▶ Work required
If a line below contains "side", count it; then state how many such lines there are, and nothing else.

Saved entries

○ ○ ○

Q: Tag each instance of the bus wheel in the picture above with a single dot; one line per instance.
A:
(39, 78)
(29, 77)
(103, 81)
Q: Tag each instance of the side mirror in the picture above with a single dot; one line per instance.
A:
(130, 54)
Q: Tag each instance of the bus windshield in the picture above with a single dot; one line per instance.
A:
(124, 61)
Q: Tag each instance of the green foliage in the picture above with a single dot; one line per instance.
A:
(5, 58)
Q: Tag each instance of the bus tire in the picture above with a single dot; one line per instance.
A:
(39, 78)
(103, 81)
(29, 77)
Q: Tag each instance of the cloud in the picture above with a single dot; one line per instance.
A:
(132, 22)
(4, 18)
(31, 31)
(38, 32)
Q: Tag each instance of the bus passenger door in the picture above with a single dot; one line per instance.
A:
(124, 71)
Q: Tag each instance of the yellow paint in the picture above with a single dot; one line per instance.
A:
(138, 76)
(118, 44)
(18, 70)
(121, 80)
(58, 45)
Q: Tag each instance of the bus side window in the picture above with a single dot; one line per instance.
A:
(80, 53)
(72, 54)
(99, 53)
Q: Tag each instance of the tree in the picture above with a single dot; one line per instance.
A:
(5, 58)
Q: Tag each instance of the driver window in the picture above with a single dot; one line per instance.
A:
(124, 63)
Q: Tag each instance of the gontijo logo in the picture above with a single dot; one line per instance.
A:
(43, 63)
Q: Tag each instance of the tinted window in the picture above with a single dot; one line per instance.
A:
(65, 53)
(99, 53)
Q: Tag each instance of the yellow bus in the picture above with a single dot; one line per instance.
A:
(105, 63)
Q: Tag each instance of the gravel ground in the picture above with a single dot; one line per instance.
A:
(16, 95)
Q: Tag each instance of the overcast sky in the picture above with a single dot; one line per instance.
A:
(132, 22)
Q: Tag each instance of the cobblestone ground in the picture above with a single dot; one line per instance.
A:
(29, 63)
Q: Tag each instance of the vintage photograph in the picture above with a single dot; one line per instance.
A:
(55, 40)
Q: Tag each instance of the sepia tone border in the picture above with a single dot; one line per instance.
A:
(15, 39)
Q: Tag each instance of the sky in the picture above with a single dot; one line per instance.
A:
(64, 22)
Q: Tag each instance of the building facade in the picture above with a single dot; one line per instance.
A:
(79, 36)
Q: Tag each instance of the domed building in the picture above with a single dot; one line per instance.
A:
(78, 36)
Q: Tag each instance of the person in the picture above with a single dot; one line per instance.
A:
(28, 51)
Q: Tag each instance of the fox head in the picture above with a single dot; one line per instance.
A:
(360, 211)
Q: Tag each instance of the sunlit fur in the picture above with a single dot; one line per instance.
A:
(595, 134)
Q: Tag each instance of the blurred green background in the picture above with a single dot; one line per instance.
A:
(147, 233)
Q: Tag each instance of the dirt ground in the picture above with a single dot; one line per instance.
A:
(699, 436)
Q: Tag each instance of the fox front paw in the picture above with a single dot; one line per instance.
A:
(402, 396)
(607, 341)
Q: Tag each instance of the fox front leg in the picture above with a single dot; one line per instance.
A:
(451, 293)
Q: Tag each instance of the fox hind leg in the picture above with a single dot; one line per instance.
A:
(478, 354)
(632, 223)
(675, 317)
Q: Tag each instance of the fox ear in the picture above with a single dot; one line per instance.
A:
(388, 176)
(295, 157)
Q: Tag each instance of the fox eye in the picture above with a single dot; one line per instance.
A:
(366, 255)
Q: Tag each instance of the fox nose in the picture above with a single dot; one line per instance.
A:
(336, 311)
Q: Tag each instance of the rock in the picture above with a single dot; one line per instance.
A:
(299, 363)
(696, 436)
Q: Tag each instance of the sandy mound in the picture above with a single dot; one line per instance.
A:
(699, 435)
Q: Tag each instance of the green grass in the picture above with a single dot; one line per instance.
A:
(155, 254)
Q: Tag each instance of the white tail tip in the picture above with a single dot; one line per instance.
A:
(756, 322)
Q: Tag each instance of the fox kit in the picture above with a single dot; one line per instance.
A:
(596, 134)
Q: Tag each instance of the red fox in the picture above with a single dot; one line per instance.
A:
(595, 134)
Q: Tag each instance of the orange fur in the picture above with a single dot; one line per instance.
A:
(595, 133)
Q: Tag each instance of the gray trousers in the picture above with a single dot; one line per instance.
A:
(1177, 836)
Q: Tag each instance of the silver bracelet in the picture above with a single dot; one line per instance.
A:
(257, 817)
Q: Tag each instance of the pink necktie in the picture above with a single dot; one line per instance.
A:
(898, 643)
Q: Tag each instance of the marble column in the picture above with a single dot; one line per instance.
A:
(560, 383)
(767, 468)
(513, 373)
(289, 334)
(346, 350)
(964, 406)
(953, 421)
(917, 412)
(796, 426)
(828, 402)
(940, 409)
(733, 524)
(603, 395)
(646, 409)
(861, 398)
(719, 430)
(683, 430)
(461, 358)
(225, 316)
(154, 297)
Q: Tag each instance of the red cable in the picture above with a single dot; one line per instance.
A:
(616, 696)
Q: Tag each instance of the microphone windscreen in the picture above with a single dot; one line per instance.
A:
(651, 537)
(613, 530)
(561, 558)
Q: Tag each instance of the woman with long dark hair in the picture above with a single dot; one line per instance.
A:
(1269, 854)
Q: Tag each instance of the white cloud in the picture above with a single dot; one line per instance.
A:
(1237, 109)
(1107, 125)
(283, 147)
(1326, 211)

○ ○ ○

▶ Final answer
2